Le 31 janvier dernier, le ministère de l’Environnement brésilien annonçait la création de quatre nouvelles réserves naturelles fédérales. Le Brésil abrite désormais 673 espaces protégés[1]. Cette annonce vient confirmer l’image de bon élève en matière d’environnement que cultive le pays. D’après le World Ressources Institut, le Brésil n’est ainsi que le 7ème plus gros émetteur de gaz à effet de serre (GES), avec 1017 mégatonnes de GES émises, soit 2,33% des émissions mondiales[2]. Le pays a ratifié l’accord de Paris sur le climat en septembre 2016[3], et a accueilli le Sommet de la Terre à Rio en 1992, puis le Sommet Rio 20 en 2012. Les atouts brésiliens sont nombreux. Le pays possède les plus importantes réserves d’eau douce mondiale, la deuxième plus grande superficie forestière mondiale, accorde une large part aux énergies renouvelables dans le bilan énergétique et a mené des actions très prometteuses dans la lutte contre la déforestation. Le « géant vert » ne manque pas d’arguments.

Ce constat doit toutefois être tempéré. La déforestation ampute chaque année l’Amazonie de plusieurs centaines de milliers d’hectares, l’accès à l’eau et à l’assainissement est très inégal et le Brésil est aujourd’hui une puissance pétrolière de premier ordre. Les récents changements politiques qu’a connu le pays ont également changé la donne, et la cause écologiste semble aujourd’hui fragilisée. Quels sont les défis actuels et futurs auxquels le Brésil est confronté en matière d’environnement ?

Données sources
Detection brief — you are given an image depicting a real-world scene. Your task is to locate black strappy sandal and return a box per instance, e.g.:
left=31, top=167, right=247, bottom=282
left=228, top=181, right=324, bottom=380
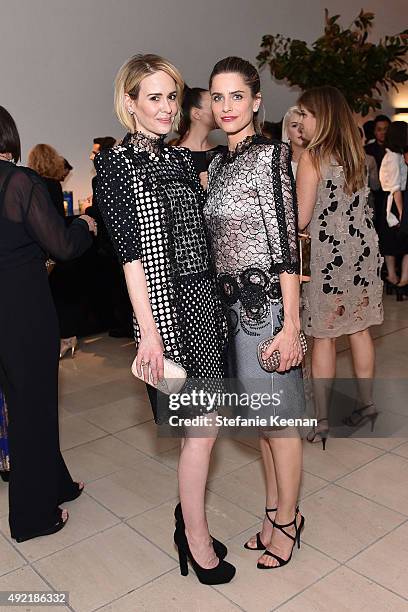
left=256, top=512, right=305, bottom=569
left=306, top=417, right=329, bottom=450
left=244, top=508, right=277, bottom=550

### TÂCHE 1
Répondez à ces questions sur le texte sur l'environnement au Brésil :
(a) Combien d'espaces protégés le Brésil abrite-t-il désormais ?
(b) À quel mois et en quelle année le pays a-t-il ratifié l'accord de Paris sur le climat ?
(c) Quelle superficie la déforestation retranche-t-elle chaque année à l'Amazonie ?
### TÂCHE 2
Poursuivez le texte sur l'environnement au Brésil en rédigeant le paragraphe qui suit sa dernière phrase.
La liste forme un matériau à part, distinct du texte.

### RÉPONSE 1
(a) 673 espaces protégés.
(b) En septembre 2016.
(c) Plusieurs centaines de milliers d'hectares.

### RÉPONSE 2
Des problèmes persistants

Les principaux enjeux écologiques brésiliens sont clairement identifiés depuis de nombreuses années, et la plupart sont toujours d’actualité. Le plus important concerne la production d’énergie. Le Brésil reste en effet largement dépendant du pétrole, qui est de loin la source d’énergie principale (52% du bilan énergétique[4]). Depuis peu, le pays a même découvert d’énormes gisements off-shore dans l’Atlantique Sud, sous une épaisse couche de sel. Les principaux majors du secteur se sont positionnés quant à l’exploitation de ces gisements, avec tous les risques que cela comporte en termes de pollution des océans[5]. Le pays réserve toutefois une part majeure aux énergies renouvelables (43%)[6], principalement grâce à son impressionnant potentiel hydroélectrique. Les fleuves brésiliens sont en effet nombreux et puissants et plusieurs barrages ont été construits le long de ceux-ci afin d’utiliser au mieux cette ressource. On pense en premier lieu à l’Amazone, mais le plus exploité est le Parana, au sud du Brésil, sur lequel s’érige le gigantesque barrage d’Itaipu, fruit de la collaboration brésilo-paraguayenne. Ils sont cependant régulièrement pointés du doigt, tant du fait de leurs coûts de construction pharaoniques que des conséquences environnementales et des déplacements de population qu’ils engendrent. En novembre 2015, un barrage minier avait d’ailleurs cédé sur le Rio Doce, une coulée de boue dévastatrice avait tué plusieurs personnes, entraînant une catastrophe écologique majeure[7].

Barrage de Belo Monte en Amazonie (Wikimedia commons)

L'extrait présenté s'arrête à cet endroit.